[[ PROVIDED RECORDS open ]]

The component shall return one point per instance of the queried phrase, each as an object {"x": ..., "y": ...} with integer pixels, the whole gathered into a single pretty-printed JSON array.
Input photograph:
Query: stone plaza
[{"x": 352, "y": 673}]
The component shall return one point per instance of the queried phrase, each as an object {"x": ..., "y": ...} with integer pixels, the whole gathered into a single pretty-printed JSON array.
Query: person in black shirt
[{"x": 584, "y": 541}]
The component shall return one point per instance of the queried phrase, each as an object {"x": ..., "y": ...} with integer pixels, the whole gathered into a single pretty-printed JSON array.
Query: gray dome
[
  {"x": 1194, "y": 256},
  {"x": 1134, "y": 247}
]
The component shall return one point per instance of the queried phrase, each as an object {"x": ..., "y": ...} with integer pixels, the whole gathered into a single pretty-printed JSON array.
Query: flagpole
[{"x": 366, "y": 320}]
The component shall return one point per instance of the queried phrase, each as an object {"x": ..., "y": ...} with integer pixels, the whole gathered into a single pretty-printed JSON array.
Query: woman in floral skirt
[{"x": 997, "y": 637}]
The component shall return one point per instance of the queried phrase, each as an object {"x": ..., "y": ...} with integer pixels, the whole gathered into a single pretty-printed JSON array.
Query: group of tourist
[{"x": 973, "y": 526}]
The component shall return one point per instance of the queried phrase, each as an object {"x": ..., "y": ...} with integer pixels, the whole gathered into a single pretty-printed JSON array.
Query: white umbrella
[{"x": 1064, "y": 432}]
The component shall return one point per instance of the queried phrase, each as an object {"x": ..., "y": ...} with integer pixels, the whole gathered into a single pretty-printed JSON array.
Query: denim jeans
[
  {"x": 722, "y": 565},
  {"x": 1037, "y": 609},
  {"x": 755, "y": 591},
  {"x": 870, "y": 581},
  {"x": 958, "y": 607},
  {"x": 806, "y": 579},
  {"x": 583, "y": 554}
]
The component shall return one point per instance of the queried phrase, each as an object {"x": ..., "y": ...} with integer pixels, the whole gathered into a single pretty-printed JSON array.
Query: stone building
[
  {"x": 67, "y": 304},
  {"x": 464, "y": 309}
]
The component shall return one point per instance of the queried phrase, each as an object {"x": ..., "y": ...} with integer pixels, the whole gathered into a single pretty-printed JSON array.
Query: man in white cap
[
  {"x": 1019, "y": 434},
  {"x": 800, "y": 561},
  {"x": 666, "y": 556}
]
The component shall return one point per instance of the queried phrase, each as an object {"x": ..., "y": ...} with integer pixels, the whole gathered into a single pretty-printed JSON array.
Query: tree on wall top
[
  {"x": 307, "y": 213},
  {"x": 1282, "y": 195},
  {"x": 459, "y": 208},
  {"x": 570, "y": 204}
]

[[ PROVIDED RECORDS closed ]]

#### TASK TO COMPLETE:
Nothing should appear in the output except the lines from the one with "Query: stone building" through the end of the records above, copied exactly.

#### ANSWER BOX:
Query: stone building
[
  {"x": 67, "y": 304},
  {"x": 464, "y": 309}
]
The component shall return one point per instance of the queried phrase, each as an object {"x": ..., "y": ...} with integer pixels, the whole gathered into a single pretty-printed JSON array.
Query: man in white cap
[
  {"x": 1019, "y": 434},
  {"x": 800, "y": 561},
  {"x": 666, "y": 556}
]
The component shall return one point per instance of the queried phrase, each as an object {"x": ..., "y": ...} with integer pixels, the whole gathered into a single pretty-printed JSON array.
Query: tree on wall top
[
  {"x": 307, "y": 213},
  {"x": 1282, "y": 195},
  {"x": 459, "y": 208},
  {"x": 570, "y": 204}
]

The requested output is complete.